--- BEGIN ---
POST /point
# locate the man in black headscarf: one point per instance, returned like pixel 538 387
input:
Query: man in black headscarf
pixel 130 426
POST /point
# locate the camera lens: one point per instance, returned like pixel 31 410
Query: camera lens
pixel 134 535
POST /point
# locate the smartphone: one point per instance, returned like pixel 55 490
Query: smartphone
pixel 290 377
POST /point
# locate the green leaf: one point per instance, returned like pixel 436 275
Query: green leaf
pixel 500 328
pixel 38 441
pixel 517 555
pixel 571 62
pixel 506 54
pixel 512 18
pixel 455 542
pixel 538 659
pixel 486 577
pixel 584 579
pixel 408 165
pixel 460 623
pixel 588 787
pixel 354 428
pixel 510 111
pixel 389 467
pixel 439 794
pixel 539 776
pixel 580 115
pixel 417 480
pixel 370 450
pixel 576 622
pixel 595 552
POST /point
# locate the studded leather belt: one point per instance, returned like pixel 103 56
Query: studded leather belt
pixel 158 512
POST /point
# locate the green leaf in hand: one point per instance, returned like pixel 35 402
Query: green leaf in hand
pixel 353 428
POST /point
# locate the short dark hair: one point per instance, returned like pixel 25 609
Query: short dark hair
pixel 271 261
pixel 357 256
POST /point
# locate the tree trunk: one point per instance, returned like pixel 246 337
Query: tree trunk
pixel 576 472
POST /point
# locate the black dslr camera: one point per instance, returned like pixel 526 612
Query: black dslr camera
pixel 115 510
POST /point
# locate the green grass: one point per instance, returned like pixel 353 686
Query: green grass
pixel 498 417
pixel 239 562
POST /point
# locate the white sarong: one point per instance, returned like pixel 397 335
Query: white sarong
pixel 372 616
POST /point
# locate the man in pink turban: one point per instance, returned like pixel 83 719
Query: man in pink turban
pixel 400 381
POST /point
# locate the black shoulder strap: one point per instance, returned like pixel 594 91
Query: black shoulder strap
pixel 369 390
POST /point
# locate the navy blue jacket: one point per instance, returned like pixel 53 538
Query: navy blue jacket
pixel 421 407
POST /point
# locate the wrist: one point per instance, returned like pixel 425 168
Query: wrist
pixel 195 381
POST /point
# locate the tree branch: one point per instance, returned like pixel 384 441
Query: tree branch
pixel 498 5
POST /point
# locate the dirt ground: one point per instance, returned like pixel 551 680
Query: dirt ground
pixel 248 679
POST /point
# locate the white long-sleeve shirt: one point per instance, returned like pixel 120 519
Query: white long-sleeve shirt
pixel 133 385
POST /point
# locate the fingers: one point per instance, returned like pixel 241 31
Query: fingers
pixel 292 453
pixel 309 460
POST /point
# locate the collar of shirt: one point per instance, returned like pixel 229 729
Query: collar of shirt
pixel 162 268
--- END ---
* REQUIRED TASK *
Transcribe the material above in its entirety. Match it exactly.

* EXERCISE RESPONSE *
POST /point
# locate the man in black headscarf: one point per instance, returned like pixel 538 387
input:
Query: man in black headscarf
pixel 130 426
POST /point
# locate the camera lens: one point per instance, returned like pixel 31 410
Query: camera lens
pixel 134 535
POST /point
# locate the smartphone: one point per instance, returned like pixel 55 490
Query: smartphone
pixel 290 377
POST /point
# locate the green leaf: one point per instance, returned like pixel 436 275
Query: green leaf
pixel 500 328
pixel 38 441
pixel 517 555
pixel 571 62
pixel 506 54
pixel 512 18
pixel 455 542
pixel 538 659
pixel 486 577
pixel 584 579
pixel 408 165
pixel 460 623
pixel 588 787
pixel 354 428
pixel 510 111
pixel 389 467
pixel 439 794
pixel 539 776
pixel 580 115
pixel 417 480
pixel 370 450
pixel 576 622
pixel 595 552
POST /point
# locate the studded leather belt: one point per instance, returned like pixel 103 56
Query: studded leather belt
pixel 158 512
POST /point
# locate the green leaf in hand: one point per instance, returned like pixel 35 402
Query: green leaf in hand
pixel 353 428
POST /point
# locate the short dark hair: one point per instance, returned like pixel 25 609
Query: short dark hair
pixel 271 261
pixel 357 256
POST /point
# locate the tree trunk: one point per instance, returned like pixel 246 337
Query: tree trunk
pixel 576 472
POST /point
# locate the black dslr camera: one point per instance, returned like pixel 526 612
Query: black dslr camera
pixel 115 510
POST /point
# locate the green grass: one point per instance, returned like pixel 353 686
Query: green grass
pixel 498 417
pixel 239 562
POST /point
# locate the white sarong: one point per instance, returned like pixel 397 335
Query: white sarong
pixel 372 616
POST /point
# locate the man in pink turban: one point per instance, returned like pixel 83 719
Query: man in pink turban
pixel 400 381
POST /point
# locate the black shoulder strap: one point per instance, returned like pixel 594 91
Query: black shoulder strap
pixel 369 390
POST /point
# locate the navy blue jacket: one point per instance, returned like pixel 53 538
Query: navy blue jacket
pixel 421 407
POST /point
# locate the wrist: one point per instance, returned like pixel 425 168
Query: wrist
pixel 195 381
POST /point
# locate the tree branch: one point per instance, returned like pixel 384 441
Query: tree branch
pixel 498 5
POST /point
# locate the dirt ground: one point per instance, returned like pixel 551 680
Query: dirt ground
pixel 248 679
POST /point
# locate the white long-sleeve shirt: one point per instance, returned like pixel 120 519
Query: white long-sleeve shirt
pixel 133 385
POST /point
# locate the fingers: one point per instance, returned like pixel 241 31
Query: fingers
pixel 292 453
pixel 309 460
POST /point
# locate the collar of shirt: one point per instance, returned like pixel 229 729
Query: collar of shirt
pixel 162 268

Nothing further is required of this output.